- _Try it_: Where the records hold the string "worker", show the whole line it sits on.

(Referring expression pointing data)

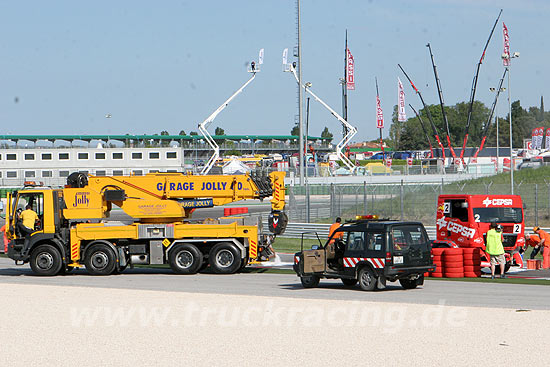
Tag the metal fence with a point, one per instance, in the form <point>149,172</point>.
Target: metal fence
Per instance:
<point>405,201</point>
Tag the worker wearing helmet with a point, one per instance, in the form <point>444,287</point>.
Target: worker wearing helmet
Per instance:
<point>544,245</point>
<point>533,241</point>
<point>495,249</point>
<point>334,226</point>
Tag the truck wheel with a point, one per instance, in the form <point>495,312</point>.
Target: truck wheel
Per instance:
<point>408,283</point>
<point>100,260</point>
<point>224,258</point>
<point>185,259</point>
<point>310,281</point>
<point>367,279</point>
<point>46,260</point>
<point>349,282</point>
<point>244,263</point>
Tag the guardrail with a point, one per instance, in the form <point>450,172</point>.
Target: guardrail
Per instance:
<point>295,230</point>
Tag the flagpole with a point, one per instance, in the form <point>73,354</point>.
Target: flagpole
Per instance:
<point>381,141</point>
<point>345,86</point>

- _Output_:
Tag the worker wearing helmet with a point, one per instance, in the form <point>444,287</point>.
Target: worker wearing helmet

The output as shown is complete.